◆ Exercise directions:
Every line below that carries the word "backpack" needs to be copied.

Data excerpts:
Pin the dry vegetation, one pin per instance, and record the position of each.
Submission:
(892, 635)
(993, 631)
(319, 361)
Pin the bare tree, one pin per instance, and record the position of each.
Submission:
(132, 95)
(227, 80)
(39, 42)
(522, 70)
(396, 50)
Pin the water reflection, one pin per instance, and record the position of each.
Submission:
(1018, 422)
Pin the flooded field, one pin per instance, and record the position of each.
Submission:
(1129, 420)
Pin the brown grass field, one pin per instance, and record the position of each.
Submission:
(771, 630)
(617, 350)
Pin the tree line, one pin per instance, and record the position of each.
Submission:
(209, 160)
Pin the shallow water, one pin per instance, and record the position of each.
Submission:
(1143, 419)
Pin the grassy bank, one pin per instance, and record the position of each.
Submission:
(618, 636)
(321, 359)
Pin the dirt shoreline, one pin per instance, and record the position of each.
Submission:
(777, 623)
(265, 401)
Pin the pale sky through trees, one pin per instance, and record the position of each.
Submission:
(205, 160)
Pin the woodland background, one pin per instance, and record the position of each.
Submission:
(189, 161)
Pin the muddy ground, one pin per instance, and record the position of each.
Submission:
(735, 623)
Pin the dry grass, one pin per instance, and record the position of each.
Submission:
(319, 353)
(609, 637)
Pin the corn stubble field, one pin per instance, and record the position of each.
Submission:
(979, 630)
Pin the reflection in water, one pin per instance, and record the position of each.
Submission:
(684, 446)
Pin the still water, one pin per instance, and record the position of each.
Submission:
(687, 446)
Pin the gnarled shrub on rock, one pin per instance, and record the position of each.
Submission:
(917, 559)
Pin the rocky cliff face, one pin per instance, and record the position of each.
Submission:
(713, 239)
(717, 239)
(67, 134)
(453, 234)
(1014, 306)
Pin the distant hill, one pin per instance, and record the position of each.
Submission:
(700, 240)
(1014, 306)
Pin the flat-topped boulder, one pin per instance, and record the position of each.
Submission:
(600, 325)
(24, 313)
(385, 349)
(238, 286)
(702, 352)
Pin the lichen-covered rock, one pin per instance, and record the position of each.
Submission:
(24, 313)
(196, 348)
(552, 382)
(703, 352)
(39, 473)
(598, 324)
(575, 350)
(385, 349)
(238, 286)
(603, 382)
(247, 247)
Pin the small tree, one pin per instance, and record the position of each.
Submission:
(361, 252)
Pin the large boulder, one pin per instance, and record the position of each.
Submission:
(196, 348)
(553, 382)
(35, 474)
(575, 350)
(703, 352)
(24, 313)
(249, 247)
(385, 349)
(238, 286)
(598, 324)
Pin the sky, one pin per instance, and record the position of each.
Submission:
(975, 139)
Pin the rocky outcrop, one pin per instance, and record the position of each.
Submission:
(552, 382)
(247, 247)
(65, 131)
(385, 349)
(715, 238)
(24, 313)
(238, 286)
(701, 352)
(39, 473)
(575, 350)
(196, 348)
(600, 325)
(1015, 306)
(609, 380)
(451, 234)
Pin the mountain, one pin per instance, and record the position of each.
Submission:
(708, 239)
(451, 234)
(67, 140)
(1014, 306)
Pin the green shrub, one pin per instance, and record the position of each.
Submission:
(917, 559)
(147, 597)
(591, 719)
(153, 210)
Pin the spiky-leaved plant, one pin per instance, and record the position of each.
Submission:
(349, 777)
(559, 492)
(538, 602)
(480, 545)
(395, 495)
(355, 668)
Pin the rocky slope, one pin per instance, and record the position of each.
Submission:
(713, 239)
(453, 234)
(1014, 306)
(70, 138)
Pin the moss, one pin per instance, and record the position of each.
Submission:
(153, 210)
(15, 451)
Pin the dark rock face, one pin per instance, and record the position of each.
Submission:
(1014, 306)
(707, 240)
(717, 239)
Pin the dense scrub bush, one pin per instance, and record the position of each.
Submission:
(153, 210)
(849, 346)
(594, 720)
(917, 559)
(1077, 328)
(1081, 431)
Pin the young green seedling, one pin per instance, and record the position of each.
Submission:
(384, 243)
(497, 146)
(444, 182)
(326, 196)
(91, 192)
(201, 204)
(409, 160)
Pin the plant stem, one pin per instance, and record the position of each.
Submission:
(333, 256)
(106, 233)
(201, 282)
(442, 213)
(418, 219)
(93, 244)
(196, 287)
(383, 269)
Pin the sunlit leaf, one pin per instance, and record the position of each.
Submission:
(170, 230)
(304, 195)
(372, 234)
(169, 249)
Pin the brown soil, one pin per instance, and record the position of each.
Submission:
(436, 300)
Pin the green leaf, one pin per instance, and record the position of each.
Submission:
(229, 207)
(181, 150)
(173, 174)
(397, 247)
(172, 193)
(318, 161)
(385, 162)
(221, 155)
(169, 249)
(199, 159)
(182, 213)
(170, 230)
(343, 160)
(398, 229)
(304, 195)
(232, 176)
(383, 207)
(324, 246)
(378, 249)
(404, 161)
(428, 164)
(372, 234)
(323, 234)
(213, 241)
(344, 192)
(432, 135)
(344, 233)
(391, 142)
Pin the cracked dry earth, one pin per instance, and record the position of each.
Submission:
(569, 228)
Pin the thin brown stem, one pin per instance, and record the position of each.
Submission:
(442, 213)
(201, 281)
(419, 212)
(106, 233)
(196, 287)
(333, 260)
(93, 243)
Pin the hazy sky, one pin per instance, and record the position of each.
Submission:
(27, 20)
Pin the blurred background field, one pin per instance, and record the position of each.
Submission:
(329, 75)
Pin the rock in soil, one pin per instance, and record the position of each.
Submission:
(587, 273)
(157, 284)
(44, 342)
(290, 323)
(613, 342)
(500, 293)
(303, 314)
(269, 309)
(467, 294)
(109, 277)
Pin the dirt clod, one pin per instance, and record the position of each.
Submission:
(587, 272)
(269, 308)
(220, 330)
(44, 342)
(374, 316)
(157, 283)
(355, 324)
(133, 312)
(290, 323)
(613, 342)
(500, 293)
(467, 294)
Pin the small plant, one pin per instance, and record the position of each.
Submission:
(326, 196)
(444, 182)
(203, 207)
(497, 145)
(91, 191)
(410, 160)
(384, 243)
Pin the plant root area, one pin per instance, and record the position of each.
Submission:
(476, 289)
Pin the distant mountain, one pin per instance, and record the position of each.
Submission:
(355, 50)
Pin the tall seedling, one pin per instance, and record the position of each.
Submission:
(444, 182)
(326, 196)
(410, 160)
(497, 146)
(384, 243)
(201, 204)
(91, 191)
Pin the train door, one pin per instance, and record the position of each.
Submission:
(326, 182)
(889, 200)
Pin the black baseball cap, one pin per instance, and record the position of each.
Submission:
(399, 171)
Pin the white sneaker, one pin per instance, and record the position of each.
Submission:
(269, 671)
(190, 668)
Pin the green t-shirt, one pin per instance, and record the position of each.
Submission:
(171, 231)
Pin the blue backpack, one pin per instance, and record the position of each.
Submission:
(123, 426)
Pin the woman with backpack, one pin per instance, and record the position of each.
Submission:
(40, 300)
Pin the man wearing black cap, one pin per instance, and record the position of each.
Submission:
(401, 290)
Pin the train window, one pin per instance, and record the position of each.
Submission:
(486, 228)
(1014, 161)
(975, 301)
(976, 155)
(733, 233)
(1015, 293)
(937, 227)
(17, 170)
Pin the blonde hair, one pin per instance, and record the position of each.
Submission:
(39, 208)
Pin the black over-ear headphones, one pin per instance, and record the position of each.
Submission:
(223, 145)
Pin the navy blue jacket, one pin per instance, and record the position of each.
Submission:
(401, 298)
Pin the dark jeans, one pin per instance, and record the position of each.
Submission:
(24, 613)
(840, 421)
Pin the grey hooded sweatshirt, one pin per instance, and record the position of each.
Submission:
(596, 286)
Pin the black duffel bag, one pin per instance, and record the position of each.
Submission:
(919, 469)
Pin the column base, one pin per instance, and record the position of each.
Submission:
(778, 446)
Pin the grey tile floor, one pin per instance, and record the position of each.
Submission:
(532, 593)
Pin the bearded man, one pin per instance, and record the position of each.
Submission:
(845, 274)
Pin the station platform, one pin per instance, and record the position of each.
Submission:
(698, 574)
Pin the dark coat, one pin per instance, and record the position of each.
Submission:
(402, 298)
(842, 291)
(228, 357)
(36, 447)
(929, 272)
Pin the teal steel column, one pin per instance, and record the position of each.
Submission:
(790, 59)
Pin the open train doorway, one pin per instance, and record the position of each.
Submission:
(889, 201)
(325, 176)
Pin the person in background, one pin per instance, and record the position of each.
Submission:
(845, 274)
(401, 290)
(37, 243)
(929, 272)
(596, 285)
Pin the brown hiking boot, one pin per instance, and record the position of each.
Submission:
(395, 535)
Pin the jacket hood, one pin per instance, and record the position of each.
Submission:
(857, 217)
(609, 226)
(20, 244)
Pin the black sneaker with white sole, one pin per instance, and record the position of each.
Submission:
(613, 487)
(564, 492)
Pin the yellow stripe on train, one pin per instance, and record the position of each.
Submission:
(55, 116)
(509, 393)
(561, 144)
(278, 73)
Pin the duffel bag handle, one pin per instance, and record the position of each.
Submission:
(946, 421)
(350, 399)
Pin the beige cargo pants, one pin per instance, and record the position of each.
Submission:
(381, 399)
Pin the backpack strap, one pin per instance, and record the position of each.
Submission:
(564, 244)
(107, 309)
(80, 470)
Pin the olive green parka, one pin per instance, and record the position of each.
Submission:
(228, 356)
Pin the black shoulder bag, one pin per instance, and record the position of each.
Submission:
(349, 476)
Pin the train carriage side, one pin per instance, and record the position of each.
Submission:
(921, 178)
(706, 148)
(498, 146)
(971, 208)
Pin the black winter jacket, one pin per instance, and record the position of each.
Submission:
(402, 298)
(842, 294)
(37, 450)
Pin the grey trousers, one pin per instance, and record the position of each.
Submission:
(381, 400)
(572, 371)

◆ The completed task:
Pin the blue backpack, one pin per instance, and record the position of each.
Pin the woman with backpack, one pin per instance, and record the position of each.
Pin the backpack strap, one pin per instance, and record the position of each.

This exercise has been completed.